__Records shown__:
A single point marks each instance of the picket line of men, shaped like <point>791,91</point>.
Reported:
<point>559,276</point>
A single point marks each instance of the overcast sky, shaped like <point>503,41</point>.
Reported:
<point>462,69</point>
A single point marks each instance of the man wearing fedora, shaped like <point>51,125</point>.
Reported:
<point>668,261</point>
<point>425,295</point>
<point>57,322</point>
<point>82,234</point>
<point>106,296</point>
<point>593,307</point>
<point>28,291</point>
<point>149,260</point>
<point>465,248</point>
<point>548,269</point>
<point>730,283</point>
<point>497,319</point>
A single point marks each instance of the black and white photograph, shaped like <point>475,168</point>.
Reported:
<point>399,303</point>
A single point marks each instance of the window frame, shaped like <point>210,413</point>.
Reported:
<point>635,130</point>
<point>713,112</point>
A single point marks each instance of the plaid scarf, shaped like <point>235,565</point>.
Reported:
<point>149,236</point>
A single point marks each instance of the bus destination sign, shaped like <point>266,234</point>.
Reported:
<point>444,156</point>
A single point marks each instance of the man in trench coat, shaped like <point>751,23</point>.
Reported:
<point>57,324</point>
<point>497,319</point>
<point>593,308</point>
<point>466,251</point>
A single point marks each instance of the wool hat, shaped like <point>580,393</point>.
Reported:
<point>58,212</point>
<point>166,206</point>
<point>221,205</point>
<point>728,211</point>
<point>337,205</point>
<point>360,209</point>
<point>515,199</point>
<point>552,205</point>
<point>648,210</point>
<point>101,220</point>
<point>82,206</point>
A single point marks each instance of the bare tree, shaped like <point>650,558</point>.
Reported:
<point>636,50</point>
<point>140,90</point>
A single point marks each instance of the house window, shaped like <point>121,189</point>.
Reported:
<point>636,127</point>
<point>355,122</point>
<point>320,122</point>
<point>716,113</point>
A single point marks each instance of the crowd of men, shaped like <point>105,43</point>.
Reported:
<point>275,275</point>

__Your objective__: Copy all of the records above, substituting "overcoat" for every occurrence of "trench coat" and leaving everything else unchanged.

__Completed task__:
A single point marks each instance of the picket line of men, shaped like <point>791,91</point>.
Reported:
<point>559,276</point>
A single point marks each instance of the overcast sky, shaped like <point>503,41</point>.
Reported:
<point>462,69</point>
A single point marks each instance of the man wearing fedora, shaped like <point>51,125</point>.
Reported:
<point>668,261</point>
<point>425,295</point>
<point>57,322</point>
<point>82,234</point>
<point>106,296</point>
<point>593,307</point>
<point>28,291</point>
<point>149,260</point>
<point>465,248</point>
<point>548,269</point>
<point>730,283</point>
<point>497,319</point>
A single point marks each instance of the black and white photograph, shaped like <point>475,168</point>.
Reported:
<point>399,303</point>
A single point marks each instance of the window frame, shaped like <point>210,413</point>.
Reported:
<point>635,130</point>
<point>713,112</point>
A single point marks each instance of the plaid scarf, shaped like <point>235,565</point>.
Reported:
<point>149,236</point>
A single point marks each instance of the bus destination sign, shaped like <point>266,234</point>.
Reported:
<point>444,156</point>
A single point marks each instance of the man in overcoat, shaped like <point>751,23</point>.
Reported:
<point>57,324</point>
<point>497,319</point>
<point>593,308</point>
<point>466,251</point>
A single point marks each instance of the wool hat, shaped like <point>580,393</point>.
Reported:
<point>58,212</point>
<point>166,206</point>
<point>221,205</point>
<point>728,211</point>
<point>337,205</point>
<point>360,209</point>
<point>515,199</point>
<point>552,205</point>
<point>648,210</point>
<point>101,220</point>
<point>82,206</point>
A single point marks each instance of the bare tree, shaped like <point>650,558</point>.
Reported:
<point>636,50</point>
<point>140,90</point>
A single point marks each instance of the house window, shaped like <point>121,189</point>.
Reported:
<point>636,127</point>
<point>355,122</point>
<point>320,122</point>
<point>716,113</point>
A single point marks each instance of the crowd of men, shaped like <point>105,43</point>.
Reported:
<point>275,275</point>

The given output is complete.